- What to work on
Output exactly the lines that run from the line with "Where can the red jacket be found here?" to the end of the material, both ends included, and no other lines.

- Record extracts
-*-*-

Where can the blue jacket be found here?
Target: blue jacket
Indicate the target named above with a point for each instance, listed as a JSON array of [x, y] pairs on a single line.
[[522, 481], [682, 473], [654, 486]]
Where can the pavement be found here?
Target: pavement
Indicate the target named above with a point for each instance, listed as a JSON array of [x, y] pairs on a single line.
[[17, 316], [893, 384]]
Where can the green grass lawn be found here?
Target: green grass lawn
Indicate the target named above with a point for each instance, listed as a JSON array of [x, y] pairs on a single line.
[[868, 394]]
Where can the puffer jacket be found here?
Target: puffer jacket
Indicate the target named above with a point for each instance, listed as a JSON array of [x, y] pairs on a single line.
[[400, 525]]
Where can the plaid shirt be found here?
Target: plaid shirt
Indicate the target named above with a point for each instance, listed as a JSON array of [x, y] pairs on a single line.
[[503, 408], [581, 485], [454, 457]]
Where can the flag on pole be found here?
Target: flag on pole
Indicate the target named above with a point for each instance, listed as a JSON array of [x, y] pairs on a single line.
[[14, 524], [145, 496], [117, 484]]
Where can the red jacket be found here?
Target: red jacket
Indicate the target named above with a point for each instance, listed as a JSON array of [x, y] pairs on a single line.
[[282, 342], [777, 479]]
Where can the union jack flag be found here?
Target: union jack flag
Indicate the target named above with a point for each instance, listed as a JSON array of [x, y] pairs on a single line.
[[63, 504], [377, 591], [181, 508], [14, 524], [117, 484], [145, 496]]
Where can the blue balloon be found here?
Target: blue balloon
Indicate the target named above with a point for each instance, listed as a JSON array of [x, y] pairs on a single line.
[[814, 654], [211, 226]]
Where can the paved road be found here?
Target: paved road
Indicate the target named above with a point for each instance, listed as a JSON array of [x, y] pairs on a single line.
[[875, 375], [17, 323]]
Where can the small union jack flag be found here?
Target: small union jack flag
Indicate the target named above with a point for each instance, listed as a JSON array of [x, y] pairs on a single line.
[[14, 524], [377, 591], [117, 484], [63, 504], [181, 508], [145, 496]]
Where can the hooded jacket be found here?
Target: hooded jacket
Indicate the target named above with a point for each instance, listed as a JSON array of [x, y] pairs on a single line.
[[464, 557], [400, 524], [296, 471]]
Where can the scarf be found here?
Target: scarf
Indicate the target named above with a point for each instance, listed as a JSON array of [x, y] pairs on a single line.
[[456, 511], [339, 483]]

-*-*-

- Output of the task
Where can the red jacket be found here?
Target: red jacket
Indicate the target named above with a point for each instance, listed as a JSON array of [x, y] pairs on a single line.
[[282, 342], [777, 479]]
Where can the union jack flag be found here?
Target: union jack flag
Indicate the target named above with a point for each instance, listed as a JSON array of [x, y] pairs on a single line.
[[63, 504], [377, 591], [181, 508], [14, 524], [117, 484], [145, 496]]
Where can the blue balloon be found here?
Target: blue balloon
Indicate the target named above with a point for each instance, listed as a JSON array of [x, y] pairs on a single line.
[[814, 654], [211, 226]]
Where can the paved road be found here?
Target: paved road
Indicate the target named above with a point for each instance, listed as a JSON array of [x, y] pairs on a single line.
[[875, 375], [17, 323]]
Where can the small union jack flag be found here?
Target: small union jack flag
Indicate the target named above with a point for each instance, listed as a JSON array of [x, y] pairs on a single line.
[[14, 524], [377, 591], [117, 484], [63, 504], [181, 508], [145, 496]]
Where can the hooded jacket be found here?
Target: hooded jacket
Indicate the target named above with a point for each instance, listed as a JSON array of [x, y] pairs on a single line.
[[464, 557], [400, 524], [296, 471]]
Where can the scarf be found here?
Target: scarf
Indicate the target named above with a point for each instance, listed as a JSON array of [x, y] pairs on a single line.
[[456, 511], [339, 483]]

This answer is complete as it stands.